[Problem requirements]
According to the profile of Nicky Perry below, on what date did Tea & Sympathy open?

[Source passage]

◇ ◇ ◇ ◇ ◇

London native Nicky Perry is owner of Tea & Sympathy on Greenwich Avenue for over twenty years. In addition to the restaurant, she also owns Carry On Tea & Sympathy, the shop next door that sells all things British. A firm believer in giving back to the community, Perry is also very active in the West Village affairs, including trying to get another hospital to replace the
now-closed St. Vincent’s.
As a girl growing up in London, Nicky Perry felt destined to live in New York. “I knew I belonged here years before I came,” she says. “Every time I heard the words ‘New York’ my ears would prick up. I couldn’t hear enough about it. My mum brought me here for my 21st birthday for a week and then—eight months later—I came back on my own with $200 in my pockets. That was 1981. $200 wouldn’t buy you dinner today! But there was no turning back for me.”
The first year she was in New York, Perry went out to dinner with a friend who complained that there were no English restaurants here and she couldn’t get a good cup of tea. “That’s when the light bulb went off in my head and I was obsessed,” she says. “I knew I wanted to open a tea shop, what it would look like, and what I would sell. So I started working in restaurants where I gained experience. By the time I was 31—and just six months after I got my green card—my father gave me £10,000 to open the restaurant. My partner matched the money, my brother renovated it, a friend of mine decorated it, and on December 23, 1990 we opened Tea & Sympathy.”
Happily, the restaurant is still open. This constitutes a bit of a miracle in a neighborhood that has seen most of its long-time restaurants and shops close up. Perry thinks much of her restaurant’s longevity is due to its uniqueness. “I consider myself very lucky because I’m doing what no one else is doing,” she says. “I have a customer base that stretches far and wide. I’m also a small restaurant so that helps. I guess you could call me one of the St. Vincent’s Hospital survivors.”
This last observation leads Perry to expound on an issue that is very close to her heart: the closing of St. Vincent’s. “I am absolutely apoplectic about that hospital closing,” she cries. “It’s unconscionable! This is the third most expensive zip code in America and this is what happens to us? How can we be living in a society where condos are more important than people’s health? It’s beyond belief. That hospital was this entire neighborhood’s livelihood and now businesses are gone and doctors are gone.”

◇ ◇ ◇ ◇ ◇

[Dataset extract]
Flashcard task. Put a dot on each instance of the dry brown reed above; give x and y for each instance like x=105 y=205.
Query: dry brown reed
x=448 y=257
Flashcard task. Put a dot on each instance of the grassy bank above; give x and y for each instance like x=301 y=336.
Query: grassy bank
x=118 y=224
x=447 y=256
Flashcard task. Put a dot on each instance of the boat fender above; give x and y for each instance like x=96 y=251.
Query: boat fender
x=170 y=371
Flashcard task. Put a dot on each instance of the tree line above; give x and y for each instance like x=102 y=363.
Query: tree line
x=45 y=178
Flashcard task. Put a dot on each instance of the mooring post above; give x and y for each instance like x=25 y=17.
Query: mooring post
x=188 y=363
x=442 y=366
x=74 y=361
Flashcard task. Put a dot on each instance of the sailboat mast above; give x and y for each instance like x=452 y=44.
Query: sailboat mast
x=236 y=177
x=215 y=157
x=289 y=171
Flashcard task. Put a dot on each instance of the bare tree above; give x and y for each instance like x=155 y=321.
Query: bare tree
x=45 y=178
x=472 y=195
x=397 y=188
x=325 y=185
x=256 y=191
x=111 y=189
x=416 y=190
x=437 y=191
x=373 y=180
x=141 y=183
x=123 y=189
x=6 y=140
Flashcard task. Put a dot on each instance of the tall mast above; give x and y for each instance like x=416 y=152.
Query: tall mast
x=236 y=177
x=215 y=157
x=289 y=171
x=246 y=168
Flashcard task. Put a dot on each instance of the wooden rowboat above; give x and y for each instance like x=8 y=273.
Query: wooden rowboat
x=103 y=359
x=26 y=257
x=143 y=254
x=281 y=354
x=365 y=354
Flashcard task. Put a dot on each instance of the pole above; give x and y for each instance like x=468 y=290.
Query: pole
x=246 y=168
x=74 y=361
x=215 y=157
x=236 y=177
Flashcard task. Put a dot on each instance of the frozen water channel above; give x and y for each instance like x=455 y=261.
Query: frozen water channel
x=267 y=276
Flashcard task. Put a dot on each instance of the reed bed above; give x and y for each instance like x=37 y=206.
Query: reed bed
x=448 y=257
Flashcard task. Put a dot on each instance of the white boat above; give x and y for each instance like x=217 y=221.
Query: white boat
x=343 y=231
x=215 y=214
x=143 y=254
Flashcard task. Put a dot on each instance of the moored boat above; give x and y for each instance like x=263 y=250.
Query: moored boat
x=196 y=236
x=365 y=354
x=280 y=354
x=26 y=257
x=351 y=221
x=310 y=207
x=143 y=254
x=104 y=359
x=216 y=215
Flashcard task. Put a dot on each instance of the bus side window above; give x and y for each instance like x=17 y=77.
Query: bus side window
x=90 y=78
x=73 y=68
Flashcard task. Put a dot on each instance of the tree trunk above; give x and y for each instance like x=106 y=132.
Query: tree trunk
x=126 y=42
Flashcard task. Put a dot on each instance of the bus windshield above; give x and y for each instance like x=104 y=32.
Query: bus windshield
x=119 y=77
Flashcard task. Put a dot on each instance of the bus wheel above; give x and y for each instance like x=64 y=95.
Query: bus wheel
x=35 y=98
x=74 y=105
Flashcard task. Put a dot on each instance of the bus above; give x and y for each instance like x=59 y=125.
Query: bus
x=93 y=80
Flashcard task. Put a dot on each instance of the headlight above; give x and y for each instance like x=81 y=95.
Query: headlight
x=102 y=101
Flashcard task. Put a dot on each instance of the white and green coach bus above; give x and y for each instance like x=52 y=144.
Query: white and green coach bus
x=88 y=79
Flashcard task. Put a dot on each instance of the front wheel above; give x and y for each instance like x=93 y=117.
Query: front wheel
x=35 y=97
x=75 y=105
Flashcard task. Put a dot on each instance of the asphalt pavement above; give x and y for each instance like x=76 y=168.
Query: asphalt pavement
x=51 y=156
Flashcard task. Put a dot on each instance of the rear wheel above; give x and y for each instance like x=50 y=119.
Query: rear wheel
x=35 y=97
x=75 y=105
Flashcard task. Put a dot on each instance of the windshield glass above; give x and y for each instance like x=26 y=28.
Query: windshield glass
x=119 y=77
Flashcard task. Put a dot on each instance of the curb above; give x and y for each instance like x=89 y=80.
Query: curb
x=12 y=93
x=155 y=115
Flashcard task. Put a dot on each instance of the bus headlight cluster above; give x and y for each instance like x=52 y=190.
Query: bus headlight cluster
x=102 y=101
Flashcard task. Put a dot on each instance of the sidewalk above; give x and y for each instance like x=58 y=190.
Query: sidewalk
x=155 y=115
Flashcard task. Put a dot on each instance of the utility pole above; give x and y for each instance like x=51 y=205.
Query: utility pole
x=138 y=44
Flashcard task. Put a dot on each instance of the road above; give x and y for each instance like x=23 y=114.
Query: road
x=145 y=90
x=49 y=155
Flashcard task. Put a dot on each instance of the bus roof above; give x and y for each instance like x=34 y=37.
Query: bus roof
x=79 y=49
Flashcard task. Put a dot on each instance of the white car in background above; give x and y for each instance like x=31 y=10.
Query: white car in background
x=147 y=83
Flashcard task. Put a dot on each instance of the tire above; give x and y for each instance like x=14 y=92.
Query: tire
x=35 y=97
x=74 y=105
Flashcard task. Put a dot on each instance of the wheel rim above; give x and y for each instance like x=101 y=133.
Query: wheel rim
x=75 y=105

◇ ◇ ◇ ◇ ◇

[Your response]
December 23, 1990